**Required task**
In the records below, locate the line containing "Can you find the spectator"; output that line and every following line through the last, exactly.

+ + + +

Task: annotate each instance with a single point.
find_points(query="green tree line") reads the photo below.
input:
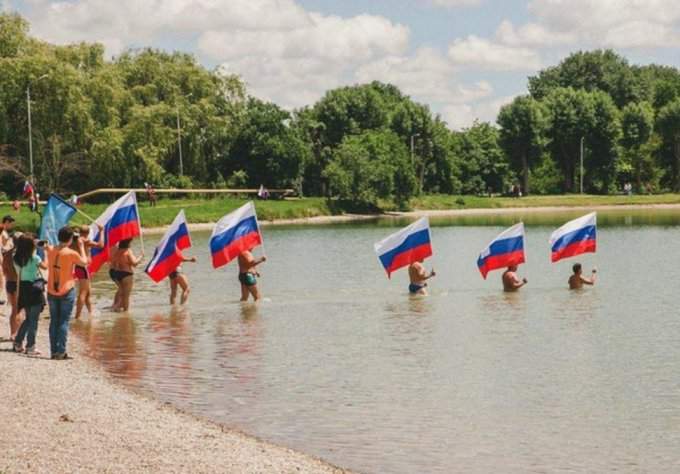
(99, 123)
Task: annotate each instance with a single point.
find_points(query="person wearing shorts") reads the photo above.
(180, 280)
(247, 275)
(80, 272)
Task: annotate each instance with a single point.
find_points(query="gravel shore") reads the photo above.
(68, 417)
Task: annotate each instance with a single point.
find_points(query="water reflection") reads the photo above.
(342, 363)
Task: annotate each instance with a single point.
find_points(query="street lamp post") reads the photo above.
(582, 138)
(413, 155)
(30, 133)
(179, 140)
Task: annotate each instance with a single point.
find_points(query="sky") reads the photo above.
(463, 58)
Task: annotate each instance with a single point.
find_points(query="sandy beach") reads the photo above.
(69, 416)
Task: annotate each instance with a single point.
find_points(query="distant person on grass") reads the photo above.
(180, 280)
(247, 274)
(123, 263)
(418, 277)
(30, 294)
(61, 292)
(82, 274)
(512, 282)
(577, 280)
(5, 245)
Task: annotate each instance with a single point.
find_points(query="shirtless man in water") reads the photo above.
(247, 274)
(511, 281)
(577, 280)
(418, 276)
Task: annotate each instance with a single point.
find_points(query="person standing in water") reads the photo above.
(81, 273)
(123, 263)
(61, 293)
(577, 280)
(418, 277)
(247, 275)
(180, 280)
(511, 281)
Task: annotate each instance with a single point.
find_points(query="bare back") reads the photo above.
(417, 273)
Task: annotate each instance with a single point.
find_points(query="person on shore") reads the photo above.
(10, 278)
(61, 292)
(247, 274)
(577, 280)
(123, 263)
(418, 277)
(180, 280)
(30, 294)
(5, 245)
(511, 281)
(81, 273)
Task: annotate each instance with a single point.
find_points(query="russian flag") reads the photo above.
(409, 245)
(233, 234)
(574, 238)
(505, 250)
(120, 221)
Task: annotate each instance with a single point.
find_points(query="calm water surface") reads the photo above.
(340, 362)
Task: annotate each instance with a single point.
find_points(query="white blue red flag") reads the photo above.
(505, 250)
(168, 254)
(574, 238)
(120, 221)
(409, 245)
(233, 234)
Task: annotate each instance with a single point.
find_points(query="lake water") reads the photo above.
(340, 362)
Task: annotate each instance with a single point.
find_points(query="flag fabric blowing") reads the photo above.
(120, 221)
(233, 234)
(409, 245)
(505, 250)
(57, 214)
(168, 254)
(574, 238)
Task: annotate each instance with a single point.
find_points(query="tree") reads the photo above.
(482, 165)
(637, 125)
(267, 148)
(602, 70)
(371, 167)
(523, 125)
(668, 128)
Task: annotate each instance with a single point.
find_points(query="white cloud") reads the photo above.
(532, 34)
(427, 76)
(454, 3)
(488, 55)
(613, 23)
(459, 116)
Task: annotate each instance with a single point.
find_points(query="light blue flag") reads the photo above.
(57, 214)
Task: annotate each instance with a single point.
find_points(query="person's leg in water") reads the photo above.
(183, 283)
(244, 292)
(83, 290)
(173, 290)
(253, 290)
(125, 292)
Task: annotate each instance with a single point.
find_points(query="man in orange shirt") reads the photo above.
(61, 293)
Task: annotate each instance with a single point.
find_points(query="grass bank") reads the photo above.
(210, 210)
(197, 211)
(442, 202)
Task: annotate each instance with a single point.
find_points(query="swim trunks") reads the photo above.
(11, 287)
(247, 279)
(81, 273)
(119, 275)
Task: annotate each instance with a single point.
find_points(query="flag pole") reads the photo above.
(86, 216)
(139, 221)
(264, 252)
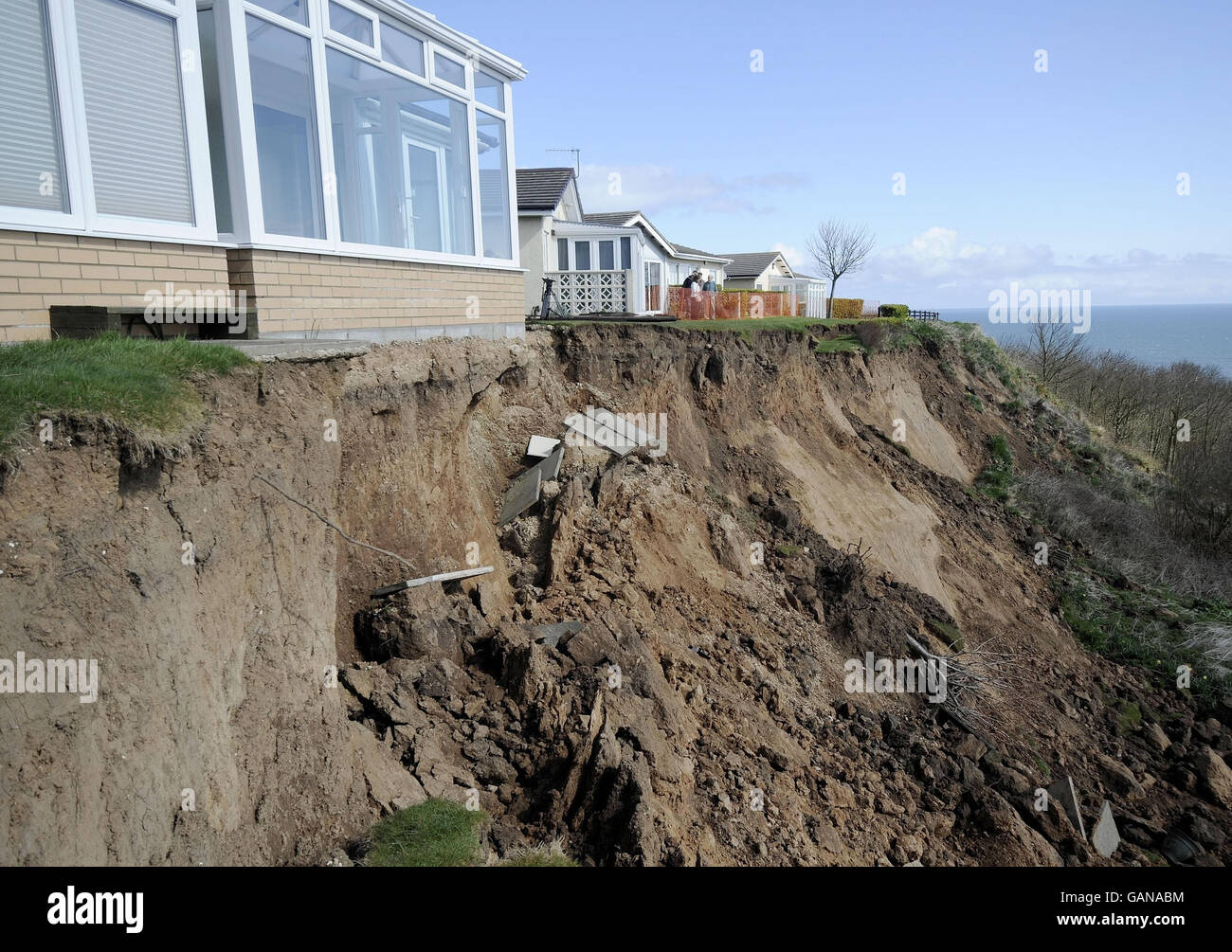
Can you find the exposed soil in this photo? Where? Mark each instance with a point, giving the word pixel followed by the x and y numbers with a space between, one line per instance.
pixel 698 716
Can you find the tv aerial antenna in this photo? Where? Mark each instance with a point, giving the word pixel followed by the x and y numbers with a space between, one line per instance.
pixel 577 159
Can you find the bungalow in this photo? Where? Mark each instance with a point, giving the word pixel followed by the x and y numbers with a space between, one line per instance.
pixel 603 262
pixel 344 167
pixel 770 271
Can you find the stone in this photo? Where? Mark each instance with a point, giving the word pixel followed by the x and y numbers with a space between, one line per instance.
pixel 1063 792
pixel 1156 735
pixel 1104 837
pixel 1215 774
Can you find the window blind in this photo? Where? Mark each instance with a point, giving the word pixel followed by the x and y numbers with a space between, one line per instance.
pixel 31 168
pixel 135 114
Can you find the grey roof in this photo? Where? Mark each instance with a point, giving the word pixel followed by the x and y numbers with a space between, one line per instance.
pixel 541 189
pixel 751 263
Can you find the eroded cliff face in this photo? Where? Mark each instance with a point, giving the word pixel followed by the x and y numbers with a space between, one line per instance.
pixel 698 716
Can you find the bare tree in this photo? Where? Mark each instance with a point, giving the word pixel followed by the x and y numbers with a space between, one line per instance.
pixel 839 247
pixel 1055 352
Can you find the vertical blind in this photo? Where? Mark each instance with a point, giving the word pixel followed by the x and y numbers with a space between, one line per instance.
pixel 31 171
pixel 134 111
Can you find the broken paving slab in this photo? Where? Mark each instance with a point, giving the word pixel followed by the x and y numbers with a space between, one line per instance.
pixel 1105 837
pixel 524 492
pixel 551 635
pixel 427 579
pixel 1063 792
pixel 608 430
pixel 541 446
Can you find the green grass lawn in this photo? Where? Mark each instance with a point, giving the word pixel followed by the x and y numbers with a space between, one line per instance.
pixel 131 382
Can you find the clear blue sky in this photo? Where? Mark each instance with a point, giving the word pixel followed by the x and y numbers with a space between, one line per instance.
pixel 1060 179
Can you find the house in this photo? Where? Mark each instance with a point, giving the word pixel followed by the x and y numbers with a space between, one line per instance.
pixel 341 167
pixel 602 262
pixel 770 271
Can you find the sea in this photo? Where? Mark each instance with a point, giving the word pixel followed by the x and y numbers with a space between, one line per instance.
pixel 1152 333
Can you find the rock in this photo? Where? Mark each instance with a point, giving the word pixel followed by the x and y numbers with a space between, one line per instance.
pixel 1215 774
pixel 1117 778
pixel 1063 792
pixel 1104 837
pixel 1158 739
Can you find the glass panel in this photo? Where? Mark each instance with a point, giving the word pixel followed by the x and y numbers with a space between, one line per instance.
pixel 493 186
pixel 489 90
pixel 214 119
pixel 446 69
pixel 31 160
pixel 287 148
pixel 402 159
pixel 295 10
pixel 134 114
pixel 345 21
pixel 402 49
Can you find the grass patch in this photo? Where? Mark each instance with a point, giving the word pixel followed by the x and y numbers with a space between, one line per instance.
pixel 136 383
pixel 434 833
pixel 997 478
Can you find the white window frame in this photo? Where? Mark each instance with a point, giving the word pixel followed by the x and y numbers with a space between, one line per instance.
pixel 345 41
pixel 75 140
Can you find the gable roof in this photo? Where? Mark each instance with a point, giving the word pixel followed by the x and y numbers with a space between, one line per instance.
pixel 752 263
pixel 541 189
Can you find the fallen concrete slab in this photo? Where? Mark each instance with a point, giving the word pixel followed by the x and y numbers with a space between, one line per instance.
pixel 541 446
pixel 427 579
pixel 1063 792
pixel 1105 836
pixel 524 492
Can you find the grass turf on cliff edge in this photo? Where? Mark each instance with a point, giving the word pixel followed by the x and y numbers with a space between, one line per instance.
pixel 131 382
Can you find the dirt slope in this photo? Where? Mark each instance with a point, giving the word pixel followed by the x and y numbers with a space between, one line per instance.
pixel 726 734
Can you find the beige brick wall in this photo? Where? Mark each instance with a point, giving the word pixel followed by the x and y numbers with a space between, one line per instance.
pixel 299 292
pixel 40 270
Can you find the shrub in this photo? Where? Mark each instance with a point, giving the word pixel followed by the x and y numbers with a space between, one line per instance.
pixel 435 833
pixel 846 308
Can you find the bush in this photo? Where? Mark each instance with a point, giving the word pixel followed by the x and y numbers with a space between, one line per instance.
pixel 871 333
pixel 435 833
pixel 846 308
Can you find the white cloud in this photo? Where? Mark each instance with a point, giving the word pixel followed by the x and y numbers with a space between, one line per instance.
pixel 657 188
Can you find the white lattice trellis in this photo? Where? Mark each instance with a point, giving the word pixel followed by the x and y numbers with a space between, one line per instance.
pixel 592 292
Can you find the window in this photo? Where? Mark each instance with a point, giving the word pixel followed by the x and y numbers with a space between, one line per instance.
pixel 448 70
pixel 31 160
pixel 295 10
pixel 287 148
pixel 402 160
pixel 214 119
pixel 402 49
pixel 489 90
pixel 352 24
pixel 493 186
pixel 134 112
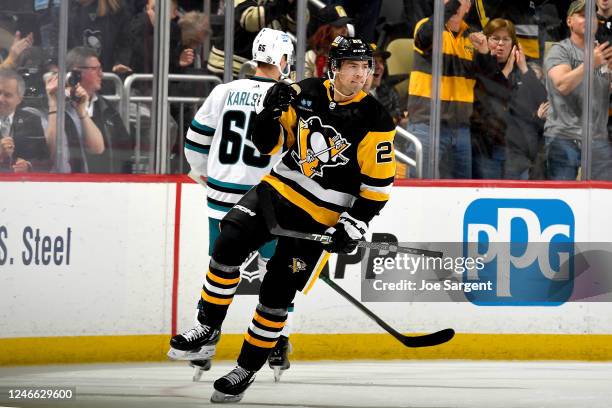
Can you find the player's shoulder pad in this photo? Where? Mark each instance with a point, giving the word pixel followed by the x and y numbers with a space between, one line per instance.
pixel 311 85
pixel 378 116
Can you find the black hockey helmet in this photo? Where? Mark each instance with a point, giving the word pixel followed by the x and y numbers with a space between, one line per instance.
pixel 349 48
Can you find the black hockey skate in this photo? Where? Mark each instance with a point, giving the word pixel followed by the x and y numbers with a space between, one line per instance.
pixel 278 360
pixel 231 387
pixel 199 366
pixel 196 345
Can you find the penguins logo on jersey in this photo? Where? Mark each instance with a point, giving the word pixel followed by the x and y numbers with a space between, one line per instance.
pixel 297 265
pixel 319 146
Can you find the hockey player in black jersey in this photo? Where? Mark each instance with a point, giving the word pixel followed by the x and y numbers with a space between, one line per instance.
pixel 334 177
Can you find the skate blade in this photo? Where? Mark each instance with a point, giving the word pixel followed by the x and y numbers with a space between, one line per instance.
pixel 205 353
pixel 199 366
pixel 278 372
pixel 219 397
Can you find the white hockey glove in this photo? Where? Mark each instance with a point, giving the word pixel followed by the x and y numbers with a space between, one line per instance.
pixel 346 234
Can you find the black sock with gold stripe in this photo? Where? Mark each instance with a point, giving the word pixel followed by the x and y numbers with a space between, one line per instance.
pixel 261 337
pixel 217 293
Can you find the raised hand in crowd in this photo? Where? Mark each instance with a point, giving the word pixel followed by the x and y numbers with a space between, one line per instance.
pixel 19 45
pixel 186 58
pixel 519 57
pixel 543 110
pixel 122 69
pixel 7 148
pixel 602 55
pixel 94 141
pixel 479 41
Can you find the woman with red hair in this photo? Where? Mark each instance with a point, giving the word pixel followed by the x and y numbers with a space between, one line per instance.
pixel 335 22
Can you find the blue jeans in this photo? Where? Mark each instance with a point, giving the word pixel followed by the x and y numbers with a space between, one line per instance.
pixel 214 229
pixel 564 156
pixel 485 167
pixel 455 153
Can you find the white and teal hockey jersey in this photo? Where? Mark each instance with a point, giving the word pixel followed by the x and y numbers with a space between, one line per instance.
pixel 218 143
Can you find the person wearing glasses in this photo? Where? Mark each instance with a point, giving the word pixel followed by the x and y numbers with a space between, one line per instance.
pixel 565 69
pixel 465 54
pixel 96 140
pixel 505 129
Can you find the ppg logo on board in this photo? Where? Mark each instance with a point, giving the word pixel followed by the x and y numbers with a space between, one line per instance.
pixel 528 249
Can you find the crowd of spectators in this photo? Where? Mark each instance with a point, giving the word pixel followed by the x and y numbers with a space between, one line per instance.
pixel 511 88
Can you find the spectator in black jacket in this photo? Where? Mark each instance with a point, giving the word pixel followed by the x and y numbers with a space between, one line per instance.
pixel 23 147
pixel 505 130
pixel 250 16
pixel 102 25
pixel 97 141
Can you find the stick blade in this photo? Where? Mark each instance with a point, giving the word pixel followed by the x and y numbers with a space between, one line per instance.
pixel 429 340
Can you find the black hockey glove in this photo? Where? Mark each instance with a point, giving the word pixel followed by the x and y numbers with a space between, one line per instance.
pixel 346 234
pixel 277 99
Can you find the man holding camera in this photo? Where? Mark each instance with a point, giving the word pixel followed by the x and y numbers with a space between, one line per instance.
pixel 96 139
pixel 22 139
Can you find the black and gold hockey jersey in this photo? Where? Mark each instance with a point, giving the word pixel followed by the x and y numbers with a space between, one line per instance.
pixel 339 156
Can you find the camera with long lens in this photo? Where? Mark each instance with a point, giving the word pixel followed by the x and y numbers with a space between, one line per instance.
pixel 74 77
pixel 34 85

+ + + +

**Solution to this exercise**
Can you find the spectator in black jacket in this photo? Where? Mark each instance with a point, giving the word pixel followed by the x and y numbers with a space between, one line per instance.
pixel 23 147
pixel 505 130
pixel 250 16
pixel 102 25
pixel 97 141
Can you find the stick blade in this photo? Where? Mark each instance with a point, giving the word pixel followed by the x and y numbers with a space between, one line per instance.
pixel 429 340
Can you find the black hockey glove in this photo? Where? Mark each instance with a point, giving the word pixel followed by the x and y numbers with a space between, one line per instance.
pixel 346 234
pixel 277 99
Can you find the man holding camera in this photo? Where? Mark each instance with a point, giving the word pixel followed by the x and y numbers with a space between, one line per instance.
pixel 96 139
pixel 22 139
Can you find the black and gold hockey jersey in this photo? Where? Mark each instance with a point, giving the word pixel followed by the x and y numbers with a space between, one line per instance.
pixel 339 156
Can you find the camera with long lens in this photo? Where? Mark each instance with a point, giving the word pixel followed by the x and y numbers with a space between, one line per instance.
pixel 74 77
pixel 34 85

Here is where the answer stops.